Each line of the material must be returned exactly.

Data for review:
Start of Block

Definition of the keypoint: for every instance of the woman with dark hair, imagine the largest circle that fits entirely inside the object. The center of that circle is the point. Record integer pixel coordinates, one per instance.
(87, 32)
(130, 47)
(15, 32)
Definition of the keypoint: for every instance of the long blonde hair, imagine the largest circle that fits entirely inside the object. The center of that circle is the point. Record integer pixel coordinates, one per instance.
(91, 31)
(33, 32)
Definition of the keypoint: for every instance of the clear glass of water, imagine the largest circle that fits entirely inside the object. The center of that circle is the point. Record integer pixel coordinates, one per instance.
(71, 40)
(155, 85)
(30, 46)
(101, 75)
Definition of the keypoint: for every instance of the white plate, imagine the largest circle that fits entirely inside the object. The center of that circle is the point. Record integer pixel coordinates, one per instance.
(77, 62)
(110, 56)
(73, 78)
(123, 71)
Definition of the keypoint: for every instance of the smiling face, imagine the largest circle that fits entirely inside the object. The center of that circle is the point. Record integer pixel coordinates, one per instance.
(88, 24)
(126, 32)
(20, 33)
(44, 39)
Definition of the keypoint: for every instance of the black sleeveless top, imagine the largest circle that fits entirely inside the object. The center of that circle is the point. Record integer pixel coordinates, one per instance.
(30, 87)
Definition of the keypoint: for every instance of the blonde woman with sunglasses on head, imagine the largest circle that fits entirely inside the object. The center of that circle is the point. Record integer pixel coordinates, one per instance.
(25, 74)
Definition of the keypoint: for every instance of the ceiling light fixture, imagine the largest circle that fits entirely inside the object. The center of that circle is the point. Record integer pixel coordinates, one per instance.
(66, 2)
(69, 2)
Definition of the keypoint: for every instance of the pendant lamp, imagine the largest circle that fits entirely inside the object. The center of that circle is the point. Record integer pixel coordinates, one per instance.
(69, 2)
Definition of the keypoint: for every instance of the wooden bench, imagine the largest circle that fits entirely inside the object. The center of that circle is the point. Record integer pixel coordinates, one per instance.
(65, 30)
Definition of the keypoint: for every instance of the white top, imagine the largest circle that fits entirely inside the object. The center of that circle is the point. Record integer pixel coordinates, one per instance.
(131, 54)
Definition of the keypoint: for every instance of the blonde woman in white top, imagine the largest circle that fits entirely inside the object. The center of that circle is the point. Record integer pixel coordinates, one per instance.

End of Block

Answer area:
Definition of the keypoint: for every instance of the woman with dark hair, imagine the largest circle that fits entirely inside the object. The center of that circle is the point. Record integer pixel coordinates, one per instance.
(87, 32)
(130, 47)
(15, 32)
Definition of the keypoint: for every instance of the long blonde hair, imagine the largest circle that fits entirely inside the object. The center of that circle is the point. Record integer pixel coordinates, one per instance.
(91, 31)
(33, 32)
Definition of the keypoint: for every instance of the clear glass of water, imagine the largest circle that fits entirely inside the object. The center of that circle is the point. Record integer pixel coordinates, one per instance.
(71, 40)
(155, 85)
(30, 46)
(101, 75)
Definition of the keypoint: for every instance of the white plate, imagine the largest circle that fits entirely inside the object. The center of that circle is the point. Record integer pixel coordinates, one per instance.
(77, 62)
(110, 56)
(73, 78)
(123, 71)
Definition of the keypoint: for every instance of the smiling face, imagine the largest circle that fits entirely inside the object. The center of that circle is the point. Record integer pixel coordinates, one per instance.
(88, 24)
(126, 32)
(20, 33)
(44, 39)
Definition of the keypoint: for every instance of the black sleeveless top, imagine the largest circle that fits entirely inside the object. The center of that circle is the point. Record integer pixel coordinates, one per instance.
(30, 87)
Definition of the keypoint: for every instance of the blonde woman with sunglasses on head, imagine the largest circle that fits entirely inside the object. The center of that circle is the point. Record integer pixel coordinates, one per instance.
(25, 74)
Definition of the keypoint: for every instance of the ceiling light fixture, imagine the largest circle that fits entirely inside the object. The center of that circle is the point. Record integer pixel coordinates, one per instance.
(66, 2)
(69, 2)
Definition of the keypoint: for every instance of the pendant lamp, imagine the largest circle that fits entirely inside the object. The center of that circle is the point. Record integer pixel coordinates, one per instance.
(69, 2)
Definition of the keypoint: for every instance of the wooden bench, imagine the largest circle that fits entirely inside the object. The center of that circle is the point. Record integer pixel coordinates, one per instance.
(65, 30)
Definition of the keypoint: for every instance of the white top, imagine the largest circle that fits entirely inside the object. The center of that circle is the point. Record integer pixel coordinates, one per instance.
(131, 54)
Definition of the keypoint: for every instance of the blonde woman in white top, imagine the largest circle that fits entirely inside the object. The center of that circle is the point. Record integer pixel coordinates, one per instance.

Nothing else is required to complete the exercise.